== Quoted passage ==

When implementing something in JAX it's important to remember that JAX follows the functional programming paradigm. Put simply, we thus rely on pure functions (deterministic and without side effects) and immutable data structures (instead of changing data in place, new data structures are created with the desired modifications) as primary building blocks.

We will thus start by creating a data structure that we will use to hold our current Q-Learner's state and its related learning (hyper)parameters.

In [2]:
import random

import gymnasium
from flax import struct
import jax
import jax.numpy as jnp


@struct.dataclass
class QLearnerState:
    q_table: jnp.ndarray
    alpha: float
    epsilon: float
    gamma: float


def initialize_q_learning_state(
        num_states: int,
        num_actions: int,
        alpha: float,
        epsilon: float,
        gamma: float,
        rng: jnp.ndarray
        ) -> QLearnerState:
    # noinspection PyArgumentList
    return QLearnerState(
            q_table=jax.random.uniform(
                    key=rng, shape=(num_states, num_actions), dtype=jnp.float32, minval=-0.001, maxval=0.001
                    ), alpha=alpha, epsilon=epsilon, gamma=gamma
            )

The `QLearnerState` will be the main data structure that we'll pass around between functions.
Next, we can implement a function that receives the current `QLearnerState`, an environment state index (which represents the environment's state in a discretized manner), an action index, and a reward, and in turn returns an updated `QLearnerState` after applying the Q-learning update rule.

===
== Entries supplied ==

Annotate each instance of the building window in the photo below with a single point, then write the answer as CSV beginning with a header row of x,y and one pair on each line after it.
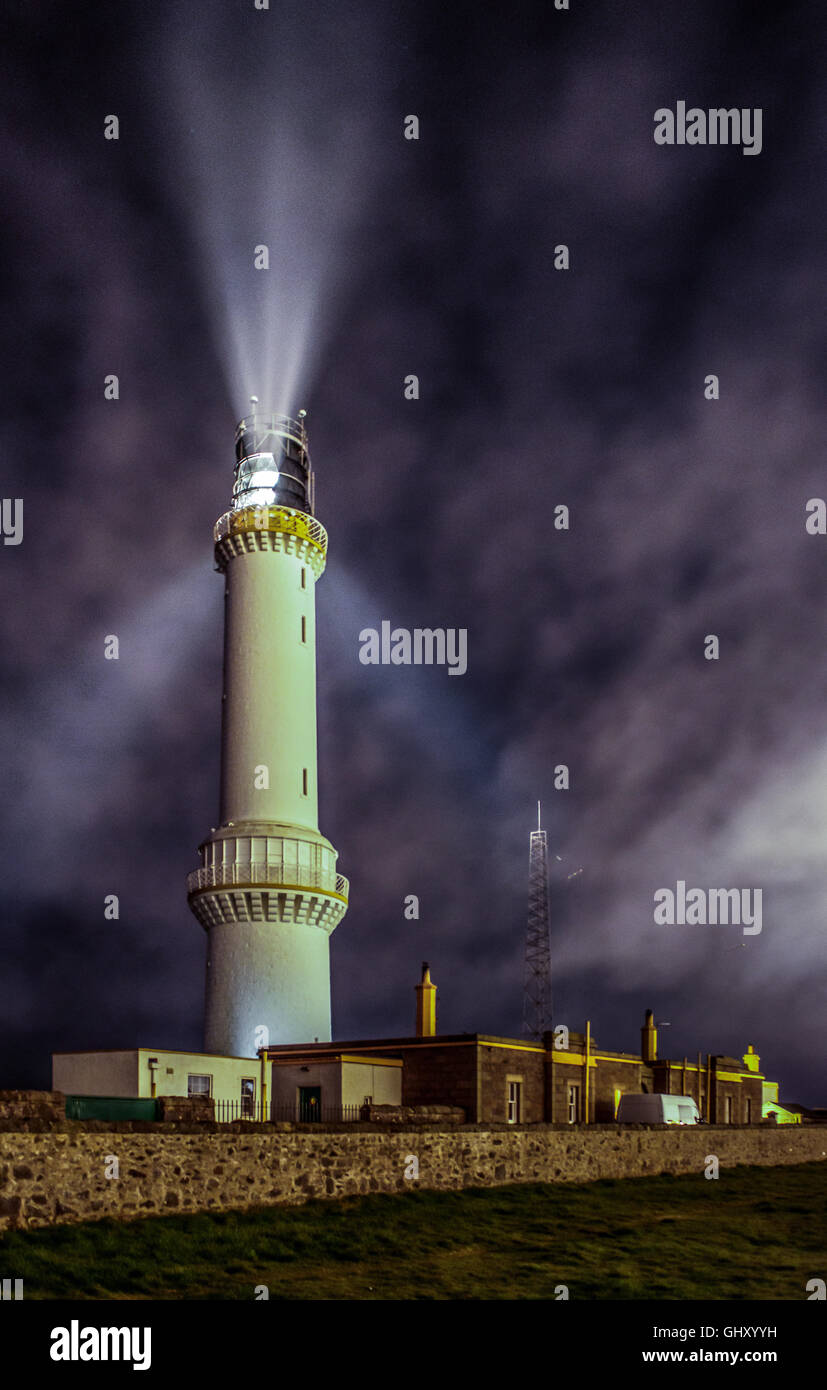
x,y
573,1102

===
== Entries supplied ==

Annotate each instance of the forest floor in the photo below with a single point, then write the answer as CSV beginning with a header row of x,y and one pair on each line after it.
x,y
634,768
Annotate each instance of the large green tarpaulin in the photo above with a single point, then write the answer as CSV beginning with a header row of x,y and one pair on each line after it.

===

### Task details
Copy word for word the part of the Q-learning text that opens with the words containing "When implementing something" and closes with "primary building blocks.".

### The result
When implementing something in JAX it's important to remember that JAX follows the functional programming paradigm. Put simply, we thus rely on pure functions (deterministic and without side effects) and immutable data structures (instead of changing data in place, new data structures are created with the desired modifications) as primary building blocks.